Your answer should be the lines below from the one holding "Target: ocean water" through the one holding "the rectangular window", copied exactly and with nothing else.

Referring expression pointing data
====

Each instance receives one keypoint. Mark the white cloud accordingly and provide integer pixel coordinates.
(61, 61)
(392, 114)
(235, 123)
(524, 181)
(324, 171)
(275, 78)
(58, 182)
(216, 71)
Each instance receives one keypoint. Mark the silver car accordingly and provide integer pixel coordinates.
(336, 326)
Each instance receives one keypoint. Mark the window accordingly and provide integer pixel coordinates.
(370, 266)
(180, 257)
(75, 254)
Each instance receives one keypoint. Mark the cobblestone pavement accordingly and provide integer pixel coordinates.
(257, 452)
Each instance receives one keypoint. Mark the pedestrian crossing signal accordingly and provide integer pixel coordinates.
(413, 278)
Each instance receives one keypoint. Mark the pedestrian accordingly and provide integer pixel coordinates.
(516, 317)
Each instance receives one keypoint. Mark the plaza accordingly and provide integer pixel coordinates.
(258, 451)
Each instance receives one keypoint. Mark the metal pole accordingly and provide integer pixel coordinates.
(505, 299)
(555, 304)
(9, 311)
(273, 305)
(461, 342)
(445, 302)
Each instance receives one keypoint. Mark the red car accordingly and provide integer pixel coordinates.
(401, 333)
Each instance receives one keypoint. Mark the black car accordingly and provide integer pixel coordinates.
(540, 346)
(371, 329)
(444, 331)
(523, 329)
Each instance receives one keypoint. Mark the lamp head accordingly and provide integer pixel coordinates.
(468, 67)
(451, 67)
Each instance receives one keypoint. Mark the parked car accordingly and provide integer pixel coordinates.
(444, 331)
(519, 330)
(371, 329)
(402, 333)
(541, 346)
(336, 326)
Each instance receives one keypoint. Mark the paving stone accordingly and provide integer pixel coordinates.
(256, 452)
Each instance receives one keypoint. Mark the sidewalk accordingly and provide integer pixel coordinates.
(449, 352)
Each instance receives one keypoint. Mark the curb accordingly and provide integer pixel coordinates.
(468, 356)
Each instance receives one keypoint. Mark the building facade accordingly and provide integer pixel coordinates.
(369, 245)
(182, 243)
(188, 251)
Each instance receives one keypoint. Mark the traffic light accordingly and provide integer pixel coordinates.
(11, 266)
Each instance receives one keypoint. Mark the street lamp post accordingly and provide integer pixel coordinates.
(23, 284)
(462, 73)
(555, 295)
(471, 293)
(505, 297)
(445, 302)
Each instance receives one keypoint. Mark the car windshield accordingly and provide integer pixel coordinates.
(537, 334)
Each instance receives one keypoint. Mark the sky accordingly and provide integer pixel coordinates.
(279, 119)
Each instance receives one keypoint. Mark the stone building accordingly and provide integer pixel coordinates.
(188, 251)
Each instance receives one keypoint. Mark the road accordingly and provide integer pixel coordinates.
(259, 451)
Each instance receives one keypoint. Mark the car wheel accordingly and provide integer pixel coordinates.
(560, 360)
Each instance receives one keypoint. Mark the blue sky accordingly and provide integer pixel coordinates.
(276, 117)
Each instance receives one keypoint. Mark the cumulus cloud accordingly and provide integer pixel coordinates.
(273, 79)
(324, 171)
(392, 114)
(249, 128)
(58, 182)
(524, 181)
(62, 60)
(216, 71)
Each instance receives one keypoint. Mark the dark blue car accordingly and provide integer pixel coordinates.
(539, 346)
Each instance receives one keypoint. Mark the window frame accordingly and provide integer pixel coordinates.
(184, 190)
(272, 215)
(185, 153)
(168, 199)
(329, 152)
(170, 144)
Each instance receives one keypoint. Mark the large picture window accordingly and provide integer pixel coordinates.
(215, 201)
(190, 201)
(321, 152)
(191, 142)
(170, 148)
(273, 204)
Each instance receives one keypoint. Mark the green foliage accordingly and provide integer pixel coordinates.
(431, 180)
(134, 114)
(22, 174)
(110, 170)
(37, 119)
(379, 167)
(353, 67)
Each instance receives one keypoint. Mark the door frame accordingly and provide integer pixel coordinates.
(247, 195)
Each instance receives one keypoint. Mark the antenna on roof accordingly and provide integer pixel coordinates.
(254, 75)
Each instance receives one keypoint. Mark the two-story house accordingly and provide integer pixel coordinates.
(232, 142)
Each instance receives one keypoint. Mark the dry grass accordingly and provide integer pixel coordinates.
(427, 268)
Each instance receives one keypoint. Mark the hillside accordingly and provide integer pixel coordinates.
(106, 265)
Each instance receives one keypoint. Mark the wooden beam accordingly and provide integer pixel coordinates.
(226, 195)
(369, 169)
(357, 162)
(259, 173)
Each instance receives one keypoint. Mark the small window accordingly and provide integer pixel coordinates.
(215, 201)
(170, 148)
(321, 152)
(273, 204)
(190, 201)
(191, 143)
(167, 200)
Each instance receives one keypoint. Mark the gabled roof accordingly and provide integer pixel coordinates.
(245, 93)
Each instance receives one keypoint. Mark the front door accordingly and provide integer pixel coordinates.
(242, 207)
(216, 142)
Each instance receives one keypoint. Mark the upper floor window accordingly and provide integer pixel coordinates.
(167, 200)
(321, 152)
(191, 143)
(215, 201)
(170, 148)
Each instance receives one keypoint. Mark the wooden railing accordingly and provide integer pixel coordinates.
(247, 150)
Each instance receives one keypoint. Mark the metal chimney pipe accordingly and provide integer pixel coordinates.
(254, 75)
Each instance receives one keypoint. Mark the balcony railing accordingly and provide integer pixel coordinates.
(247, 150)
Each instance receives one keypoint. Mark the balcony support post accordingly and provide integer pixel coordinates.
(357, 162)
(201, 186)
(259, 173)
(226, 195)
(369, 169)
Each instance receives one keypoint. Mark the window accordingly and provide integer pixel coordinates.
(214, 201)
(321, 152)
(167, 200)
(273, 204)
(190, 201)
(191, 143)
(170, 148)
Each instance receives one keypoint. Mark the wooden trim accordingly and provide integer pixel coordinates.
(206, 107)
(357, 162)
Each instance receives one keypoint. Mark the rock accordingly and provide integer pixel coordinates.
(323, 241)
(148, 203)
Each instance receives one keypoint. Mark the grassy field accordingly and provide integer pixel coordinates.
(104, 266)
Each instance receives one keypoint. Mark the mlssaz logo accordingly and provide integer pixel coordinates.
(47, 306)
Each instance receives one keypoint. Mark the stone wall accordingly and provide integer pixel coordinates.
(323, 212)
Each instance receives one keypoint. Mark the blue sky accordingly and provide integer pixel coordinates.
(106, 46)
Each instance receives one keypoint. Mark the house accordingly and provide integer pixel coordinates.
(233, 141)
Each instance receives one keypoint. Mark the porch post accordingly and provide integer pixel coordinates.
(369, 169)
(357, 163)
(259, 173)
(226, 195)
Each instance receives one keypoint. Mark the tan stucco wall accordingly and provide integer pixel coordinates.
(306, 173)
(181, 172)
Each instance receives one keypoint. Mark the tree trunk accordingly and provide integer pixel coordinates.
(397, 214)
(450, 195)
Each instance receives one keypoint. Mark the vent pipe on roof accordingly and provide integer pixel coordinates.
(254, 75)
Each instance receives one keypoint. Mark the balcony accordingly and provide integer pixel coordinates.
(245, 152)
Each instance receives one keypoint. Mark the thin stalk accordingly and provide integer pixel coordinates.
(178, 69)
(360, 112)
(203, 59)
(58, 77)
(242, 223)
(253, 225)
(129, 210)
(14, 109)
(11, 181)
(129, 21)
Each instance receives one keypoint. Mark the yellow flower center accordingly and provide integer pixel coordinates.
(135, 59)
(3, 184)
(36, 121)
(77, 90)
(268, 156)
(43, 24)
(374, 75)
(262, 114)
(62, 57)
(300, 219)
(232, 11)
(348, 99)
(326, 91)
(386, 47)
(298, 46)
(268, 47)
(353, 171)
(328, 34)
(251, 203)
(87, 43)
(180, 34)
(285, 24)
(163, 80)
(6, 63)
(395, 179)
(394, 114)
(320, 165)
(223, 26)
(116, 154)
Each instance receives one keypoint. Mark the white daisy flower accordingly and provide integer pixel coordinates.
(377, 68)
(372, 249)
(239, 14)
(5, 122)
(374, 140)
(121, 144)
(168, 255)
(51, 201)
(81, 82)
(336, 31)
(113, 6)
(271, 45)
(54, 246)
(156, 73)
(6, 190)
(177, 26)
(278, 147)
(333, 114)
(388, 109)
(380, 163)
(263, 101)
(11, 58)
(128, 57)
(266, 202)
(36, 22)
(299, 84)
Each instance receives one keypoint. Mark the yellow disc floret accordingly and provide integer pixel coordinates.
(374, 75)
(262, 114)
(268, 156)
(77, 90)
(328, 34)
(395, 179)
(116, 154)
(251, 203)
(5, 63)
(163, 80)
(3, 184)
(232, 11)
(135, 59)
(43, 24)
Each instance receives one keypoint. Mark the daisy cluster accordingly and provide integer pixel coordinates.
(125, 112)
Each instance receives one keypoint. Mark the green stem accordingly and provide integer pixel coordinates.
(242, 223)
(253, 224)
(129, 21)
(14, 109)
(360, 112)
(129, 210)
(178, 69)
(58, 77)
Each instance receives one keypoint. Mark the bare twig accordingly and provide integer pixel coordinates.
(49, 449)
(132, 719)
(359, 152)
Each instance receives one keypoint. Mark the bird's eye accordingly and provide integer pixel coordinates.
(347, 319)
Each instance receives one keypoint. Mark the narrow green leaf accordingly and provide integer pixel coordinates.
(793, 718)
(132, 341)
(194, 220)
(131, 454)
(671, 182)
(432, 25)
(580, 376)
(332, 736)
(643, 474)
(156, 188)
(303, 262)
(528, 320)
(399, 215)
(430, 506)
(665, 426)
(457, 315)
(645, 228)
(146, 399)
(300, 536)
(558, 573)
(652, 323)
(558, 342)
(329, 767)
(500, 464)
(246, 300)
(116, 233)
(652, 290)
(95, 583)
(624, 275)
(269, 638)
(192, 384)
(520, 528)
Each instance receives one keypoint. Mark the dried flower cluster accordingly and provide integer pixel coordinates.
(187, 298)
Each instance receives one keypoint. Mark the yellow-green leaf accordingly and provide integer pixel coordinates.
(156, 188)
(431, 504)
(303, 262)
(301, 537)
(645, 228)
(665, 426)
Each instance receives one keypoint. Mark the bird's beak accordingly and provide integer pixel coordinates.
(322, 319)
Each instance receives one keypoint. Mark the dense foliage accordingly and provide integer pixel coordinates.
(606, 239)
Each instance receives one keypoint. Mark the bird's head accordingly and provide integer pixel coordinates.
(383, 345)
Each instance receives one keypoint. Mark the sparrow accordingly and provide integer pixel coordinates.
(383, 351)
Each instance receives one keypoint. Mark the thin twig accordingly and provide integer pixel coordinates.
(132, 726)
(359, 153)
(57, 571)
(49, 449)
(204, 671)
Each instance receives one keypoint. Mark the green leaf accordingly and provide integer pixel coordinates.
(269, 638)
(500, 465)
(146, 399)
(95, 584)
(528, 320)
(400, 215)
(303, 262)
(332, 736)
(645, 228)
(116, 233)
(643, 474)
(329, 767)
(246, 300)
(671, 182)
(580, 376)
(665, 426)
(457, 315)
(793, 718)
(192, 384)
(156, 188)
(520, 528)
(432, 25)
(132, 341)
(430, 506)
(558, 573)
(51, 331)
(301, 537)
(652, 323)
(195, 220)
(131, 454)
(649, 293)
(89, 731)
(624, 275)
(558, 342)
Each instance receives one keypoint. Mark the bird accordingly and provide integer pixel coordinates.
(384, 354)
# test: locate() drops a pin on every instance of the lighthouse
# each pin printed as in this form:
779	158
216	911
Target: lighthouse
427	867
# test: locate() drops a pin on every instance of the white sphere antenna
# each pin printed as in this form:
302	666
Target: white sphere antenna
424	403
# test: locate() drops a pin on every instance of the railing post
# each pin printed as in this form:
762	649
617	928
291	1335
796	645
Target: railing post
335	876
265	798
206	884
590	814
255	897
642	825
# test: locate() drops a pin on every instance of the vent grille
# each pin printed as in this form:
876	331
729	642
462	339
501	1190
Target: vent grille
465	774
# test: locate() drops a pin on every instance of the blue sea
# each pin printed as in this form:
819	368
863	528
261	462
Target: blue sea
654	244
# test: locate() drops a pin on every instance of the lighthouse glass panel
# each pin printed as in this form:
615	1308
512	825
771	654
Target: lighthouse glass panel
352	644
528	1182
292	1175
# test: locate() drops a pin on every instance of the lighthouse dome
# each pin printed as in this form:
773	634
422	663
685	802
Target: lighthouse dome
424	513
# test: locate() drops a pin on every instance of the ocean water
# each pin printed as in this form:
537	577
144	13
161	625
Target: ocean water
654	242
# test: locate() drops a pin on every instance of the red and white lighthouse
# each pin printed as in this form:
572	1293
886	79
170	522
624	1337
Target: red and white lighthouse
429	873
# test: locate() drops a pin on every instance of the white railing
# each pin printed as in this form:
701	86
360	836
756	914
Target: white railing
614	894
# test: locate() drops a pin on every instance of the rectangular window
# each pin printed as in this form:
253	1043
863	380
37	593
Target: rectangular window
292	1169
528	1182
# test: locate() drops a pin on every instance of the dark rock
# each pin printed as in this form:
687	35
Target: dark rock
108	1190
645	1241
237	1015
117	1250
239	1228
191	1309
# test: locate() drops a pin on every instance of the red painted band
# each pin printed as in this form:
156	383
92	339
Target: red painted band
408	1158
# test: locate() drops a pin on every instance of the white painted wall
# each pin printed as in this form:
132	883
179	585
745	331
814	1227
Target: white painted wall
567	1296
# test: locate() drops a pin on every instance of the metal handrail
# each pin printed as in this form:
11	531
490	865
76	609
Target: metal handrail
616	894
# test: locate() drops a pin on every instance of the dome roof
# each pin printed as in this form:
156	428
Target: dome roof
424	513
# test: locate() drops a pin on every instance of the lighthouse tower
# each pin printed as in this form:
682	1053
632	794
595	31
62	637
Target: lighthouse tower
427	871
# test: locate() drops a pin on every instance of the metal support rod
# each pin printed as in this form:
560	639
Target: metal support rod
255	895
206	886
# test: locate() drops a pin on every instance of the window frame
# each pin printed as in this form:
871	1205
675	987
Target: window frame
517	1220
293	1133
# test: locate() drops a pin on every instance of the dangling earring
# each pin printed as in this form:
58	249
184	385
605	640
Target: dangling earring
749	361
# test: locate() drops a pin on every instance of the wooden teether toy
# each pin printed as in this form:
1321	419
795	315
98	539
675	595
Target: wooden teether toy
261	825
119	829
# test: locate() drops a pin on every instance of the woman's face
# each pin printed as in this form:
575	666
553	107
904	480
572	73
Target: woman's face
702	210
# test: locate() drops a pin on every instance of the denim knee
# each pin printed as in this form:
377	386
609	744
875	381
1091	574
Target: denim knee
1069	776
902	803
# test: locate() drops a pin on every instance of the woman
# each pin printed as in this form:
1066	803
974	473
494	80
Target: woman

====

> OUTPUT BELOW
Target: ocean water
654	242
# test: locate() drops a pin on every instance of the red and white lighthouse
# each pin printed as in this form:
572	1293
886	79
170	522
624	1337
Target: red and white lighthouse
429	873
# test: locate() drops a pin on every instance of the white railing
# each pin printed as in this form:
701	86
360	836
756	914
Target: white railing
614	894
# test: locate() drops a pin on every instance of the rectangular window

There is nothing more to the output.